→ **What is expected**
Please write out exactly the lines that begin at the line containing "Task: place one pin on each instance of the man's" and run to the end of the records.
─── Rows ───
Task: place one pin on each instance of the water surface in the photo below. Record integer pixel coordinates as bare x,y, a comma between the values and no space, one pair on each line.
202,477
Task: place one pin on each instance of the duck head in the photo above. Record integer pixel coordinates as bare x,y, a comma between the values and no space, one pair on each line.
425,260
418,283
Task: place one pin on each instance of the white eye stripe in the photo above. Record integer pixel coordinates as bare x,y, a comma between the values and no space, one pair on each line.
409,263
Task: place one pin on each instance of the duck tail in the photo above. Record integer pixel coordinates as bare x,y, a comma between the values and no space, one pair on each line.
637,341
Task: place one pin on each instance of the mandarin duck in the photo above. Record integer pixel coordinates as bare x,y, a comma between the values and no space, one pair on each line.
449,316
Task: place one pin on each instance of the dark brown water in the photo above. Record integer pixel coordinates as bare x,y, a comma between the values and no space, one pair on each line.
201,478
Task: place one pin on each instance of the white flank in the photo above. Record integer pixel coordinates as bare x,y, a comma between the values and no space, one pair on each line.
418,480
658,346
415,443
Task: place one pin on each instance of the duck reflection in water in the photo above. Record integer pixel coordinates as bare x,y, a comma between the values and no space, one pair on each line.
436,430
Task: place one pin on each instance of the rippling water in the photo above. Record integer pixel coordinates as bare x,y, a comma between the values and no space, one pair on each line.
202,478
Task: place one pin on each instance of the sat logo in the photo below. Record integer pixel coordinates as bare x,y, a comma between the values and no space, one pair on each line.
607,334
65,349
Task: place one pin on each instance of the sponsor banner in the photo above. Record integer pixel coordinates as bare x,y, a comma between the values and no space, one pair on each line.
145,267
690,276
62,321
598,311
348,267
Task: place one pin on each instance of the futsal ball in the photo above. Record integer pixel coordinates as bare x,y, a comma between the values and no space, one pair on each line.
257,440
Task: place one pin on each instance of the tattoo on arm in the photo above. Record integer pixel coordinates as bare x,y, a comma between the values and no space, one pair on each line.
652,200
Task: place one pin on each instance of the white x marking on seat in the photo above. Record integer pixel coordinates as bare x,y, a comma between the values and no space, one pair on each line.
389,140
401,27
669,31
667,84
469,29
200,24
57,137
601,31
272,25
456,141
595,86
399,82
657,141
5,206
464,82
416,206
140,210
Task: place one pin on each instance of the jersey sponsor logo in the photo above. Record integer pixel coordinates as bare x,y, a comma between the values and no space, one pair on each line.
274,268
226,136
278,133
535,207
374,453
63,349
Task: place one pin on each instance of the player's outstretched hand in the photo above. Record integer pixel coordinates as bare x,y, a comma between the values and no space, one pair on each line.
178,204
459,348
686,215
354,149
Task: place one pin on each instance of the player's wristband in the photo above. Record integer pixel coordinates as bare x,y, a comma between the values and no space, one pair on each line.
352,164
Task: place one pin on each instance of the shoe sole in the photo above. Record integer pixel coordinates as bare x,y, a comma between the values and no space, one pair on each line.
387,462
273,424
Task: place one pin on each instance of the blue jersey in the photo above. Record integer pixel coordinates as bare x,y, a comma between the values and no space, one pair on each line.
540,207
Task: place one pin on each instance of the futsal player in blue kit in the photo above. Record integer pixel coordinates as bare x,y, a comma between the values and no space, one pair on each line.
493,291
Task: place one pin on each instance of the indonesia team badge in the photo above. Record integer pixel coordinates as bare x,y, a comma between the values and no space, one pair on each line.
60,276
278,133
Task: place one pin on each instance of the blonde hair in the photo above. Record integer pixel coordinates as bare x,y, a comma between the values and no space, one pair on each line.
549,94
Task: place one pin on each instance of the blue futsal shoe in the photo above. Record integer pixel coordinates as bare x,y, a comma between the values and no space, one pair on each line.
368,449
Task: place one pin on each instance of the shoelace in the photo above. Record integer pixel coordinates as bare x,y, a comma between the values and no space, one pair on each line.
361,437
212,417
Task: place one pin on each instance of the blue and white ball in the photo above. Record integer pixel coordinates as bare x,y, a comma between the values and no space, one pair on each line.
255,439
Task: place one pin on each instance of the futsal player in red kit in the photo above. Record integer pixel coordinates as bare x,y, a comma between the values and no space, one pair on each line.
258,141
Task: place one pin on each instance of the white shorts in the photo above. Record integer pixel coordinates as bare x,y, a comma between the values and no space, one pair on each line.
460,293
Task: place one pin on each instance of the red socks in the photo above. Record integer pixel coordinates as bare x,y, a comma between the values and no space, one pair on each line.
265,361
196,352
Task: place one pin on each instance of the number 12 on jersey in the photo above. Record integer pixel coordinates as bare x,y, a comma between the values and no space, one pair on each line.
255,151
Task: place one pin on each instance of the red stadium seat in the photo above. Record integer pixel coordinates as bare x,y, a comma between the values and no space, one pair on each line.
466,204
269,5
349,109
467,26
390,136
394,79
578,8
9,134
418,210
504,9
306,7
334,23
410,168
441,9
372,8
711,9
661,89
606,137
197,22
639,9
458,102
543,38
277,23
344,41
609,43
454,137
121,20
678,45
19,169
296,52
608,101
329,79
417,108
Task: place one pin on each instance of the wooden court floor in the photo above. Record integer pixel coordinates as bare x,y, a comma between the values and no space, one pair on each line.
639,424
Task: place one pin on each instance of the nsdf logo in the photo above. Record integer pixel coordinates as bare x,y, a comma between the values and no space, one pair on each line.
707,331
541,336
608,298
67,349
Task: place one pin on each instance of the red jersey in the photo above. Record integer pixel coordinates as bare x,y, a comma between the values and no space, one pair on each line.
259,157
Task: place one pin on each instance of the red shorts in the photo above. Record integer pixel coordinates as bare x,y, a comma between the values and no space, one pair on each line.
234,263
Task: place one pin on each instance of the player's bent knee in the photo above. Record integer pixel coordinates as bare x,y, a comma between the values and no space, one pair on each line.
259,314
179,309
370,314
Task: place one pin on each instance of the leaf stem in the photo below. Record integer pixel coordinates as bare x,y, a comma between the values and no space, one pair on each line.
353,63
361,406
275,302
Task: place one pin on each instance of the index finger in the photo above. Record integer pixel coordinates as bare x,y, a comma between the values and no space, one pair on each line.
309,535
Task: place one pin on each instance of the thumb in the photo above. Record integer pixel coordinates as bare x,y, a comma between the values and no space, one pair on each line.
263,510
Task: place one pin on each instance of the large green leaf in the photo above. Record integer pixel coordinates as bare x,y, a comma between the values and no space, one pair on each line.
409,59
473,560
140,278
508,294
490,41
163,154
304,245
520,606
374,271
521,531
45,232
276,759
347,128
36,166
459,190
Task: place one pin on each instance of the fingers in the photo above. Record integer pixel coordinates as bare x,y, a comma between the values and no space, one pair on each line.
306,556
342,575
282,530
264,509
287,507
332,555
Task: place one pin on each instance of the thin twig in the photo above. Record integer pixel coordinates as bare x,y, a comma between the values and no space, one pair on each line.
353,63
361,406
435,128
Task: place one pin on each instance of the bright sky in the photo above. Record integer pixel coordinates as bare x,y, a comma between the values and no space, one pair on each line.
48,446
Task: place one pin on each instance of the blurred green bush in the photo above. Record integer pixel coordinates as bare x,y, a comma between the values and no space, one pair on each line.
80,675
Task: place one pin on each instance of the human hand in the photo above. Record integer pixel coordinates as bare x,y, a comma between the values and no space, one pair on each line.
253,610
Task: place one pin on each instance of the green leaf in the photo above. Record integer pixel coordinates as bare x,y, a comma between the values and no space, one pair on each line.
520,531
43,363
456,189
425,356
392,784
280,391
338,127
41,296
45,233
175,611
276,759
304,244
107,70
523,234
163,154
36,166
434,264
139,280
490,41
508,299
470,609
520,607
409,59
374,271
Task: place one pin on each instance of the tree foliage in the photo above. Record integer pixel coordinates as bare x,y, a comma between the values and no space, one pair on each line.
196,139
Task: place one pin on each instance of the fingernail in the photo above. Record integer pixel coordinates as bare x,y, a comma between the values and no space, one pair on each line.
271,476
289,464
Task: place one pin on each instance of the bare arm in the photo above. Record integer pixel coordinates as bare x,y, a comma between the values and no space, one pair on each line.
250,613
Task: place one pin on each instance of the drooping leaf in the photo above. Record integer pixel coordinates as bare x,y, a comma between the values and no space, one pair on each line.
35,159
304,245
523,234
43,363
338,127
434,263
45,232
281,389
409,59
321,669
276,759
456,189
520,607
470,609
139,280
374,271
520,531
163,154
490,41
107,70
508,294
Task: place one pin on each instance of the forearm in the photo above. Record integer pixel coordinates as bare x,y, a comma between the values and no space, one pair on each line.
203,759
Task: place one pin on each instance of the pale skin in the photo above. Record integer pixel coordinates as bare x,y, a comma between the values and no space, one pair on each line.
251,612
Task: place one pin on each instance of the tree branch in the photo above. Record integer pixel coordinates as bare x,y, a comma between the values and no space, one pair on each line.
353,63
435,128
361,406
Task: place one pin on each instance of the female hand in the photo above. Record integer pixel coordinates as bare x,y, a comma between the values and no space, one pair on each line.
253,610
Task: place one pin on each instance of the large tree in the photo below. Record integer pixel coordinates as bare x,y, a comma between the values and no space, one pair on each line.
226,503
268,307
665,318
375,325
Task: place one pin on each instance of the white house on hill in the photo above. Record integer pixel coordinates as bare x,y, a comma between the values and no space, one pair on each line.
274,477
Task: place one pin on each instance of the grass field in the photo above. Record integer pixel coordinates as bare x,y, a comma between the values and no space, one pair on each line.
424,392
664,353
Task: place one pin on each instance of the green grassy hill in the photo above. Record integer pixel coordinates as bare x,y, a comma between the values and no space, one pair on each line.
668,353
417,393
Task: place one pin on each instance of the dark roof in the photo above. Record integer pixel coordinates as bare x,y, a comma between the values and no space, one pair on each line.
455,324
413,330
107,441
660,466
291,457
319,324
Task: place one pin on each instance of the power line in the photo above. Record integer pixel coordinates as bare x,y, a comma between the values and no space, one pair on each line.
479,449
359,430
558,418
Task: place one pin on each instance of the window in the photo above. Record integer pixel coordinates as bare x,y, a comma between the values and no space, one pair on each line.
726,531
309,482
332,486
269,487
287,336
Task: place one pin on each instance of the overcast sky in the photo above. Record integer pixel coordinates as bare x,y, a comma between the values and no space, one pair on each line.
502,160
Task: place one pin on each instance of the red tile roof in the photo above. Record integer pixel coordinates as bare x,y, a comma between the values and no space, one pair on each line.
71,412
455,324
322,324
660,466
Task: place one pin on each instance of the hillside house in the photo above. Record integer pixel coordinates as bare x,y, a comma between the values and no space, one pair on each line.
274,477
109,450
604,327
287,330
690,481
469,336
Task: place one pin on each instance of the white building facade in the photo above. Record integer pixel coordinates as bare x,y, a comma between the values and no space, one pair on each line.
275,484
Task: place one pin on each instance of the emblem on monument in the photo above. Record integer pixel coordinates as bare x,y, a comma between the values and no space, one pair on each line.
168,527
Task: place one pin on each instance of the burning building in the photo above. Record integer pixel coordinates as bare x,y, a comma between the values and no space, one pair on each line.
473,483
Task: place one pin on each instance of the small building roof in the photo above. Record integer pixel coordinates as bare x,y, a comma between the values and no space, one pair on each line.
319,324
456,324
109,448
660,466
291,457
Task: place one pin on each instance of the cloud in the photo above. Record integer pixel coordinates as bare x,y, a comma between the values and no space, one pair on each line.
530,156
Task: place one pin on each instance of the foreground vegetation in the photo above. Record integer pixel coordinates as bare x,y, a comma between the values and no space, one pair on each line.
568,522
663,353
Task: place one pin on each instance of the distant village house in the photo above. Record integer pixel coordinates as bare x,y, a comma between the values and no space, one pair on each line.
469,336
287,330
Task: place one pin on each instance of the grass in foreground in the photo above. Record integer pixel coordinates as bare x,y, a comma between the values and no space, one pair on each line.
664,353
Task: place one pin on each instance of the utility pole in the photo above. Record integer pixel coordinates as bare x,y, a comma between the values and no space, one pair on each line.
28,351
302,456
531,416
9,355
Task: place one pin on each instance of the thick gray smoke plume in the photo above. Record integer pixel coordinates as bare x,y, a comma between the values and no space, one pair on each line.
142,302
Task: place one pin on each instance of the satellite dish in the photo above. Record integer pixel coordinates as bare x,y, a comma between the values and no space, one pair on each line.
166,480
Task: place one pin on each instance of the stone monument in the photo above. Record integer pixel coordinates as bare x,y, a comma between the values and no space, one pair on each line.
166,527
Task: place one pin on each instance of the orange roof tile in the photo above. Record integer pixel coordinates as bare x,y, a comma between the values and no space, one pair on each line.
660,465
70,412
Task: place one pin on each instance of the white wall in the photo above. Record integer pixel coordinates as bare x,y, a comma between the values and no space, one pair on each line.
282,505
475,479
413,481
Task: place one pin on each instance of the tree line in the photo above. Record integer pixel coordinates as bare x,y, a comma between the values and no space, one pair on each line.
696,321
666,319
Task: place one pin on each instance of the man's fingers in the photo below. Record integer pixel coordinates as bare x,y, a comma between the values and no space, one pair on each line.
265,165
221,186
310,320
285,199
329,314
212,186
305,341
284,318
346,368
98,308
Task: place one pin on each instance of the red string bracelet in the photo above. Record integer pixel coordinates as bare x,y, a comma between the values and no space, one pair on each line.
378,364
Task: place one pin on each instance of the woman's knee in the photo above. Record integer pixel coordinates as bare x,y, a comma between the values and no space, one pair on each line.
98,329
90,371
───
→ **Response for this exercise**
Task: place one pin on each instance of the man's fingers in the photo below. Record integer pixel coordinates as bare x,y, a comma between the values and no space, one pair on each line.
265,165
221,186
310,320
285,199
329,314
212,186
305,341
284,318
346,368
98,308
Task: place one pin on each instance of the red string bracelet in the photo above. Record integer pixel coordinates as bare x,y, a comma between the values and no space, one pair on each line.
378,364
Task: place one pin on each instance of the woman's knee in the photo above. Record integer pixel coordinates as bare x,y, a comma between the values and no space, one pair on each line.
98,329
90,371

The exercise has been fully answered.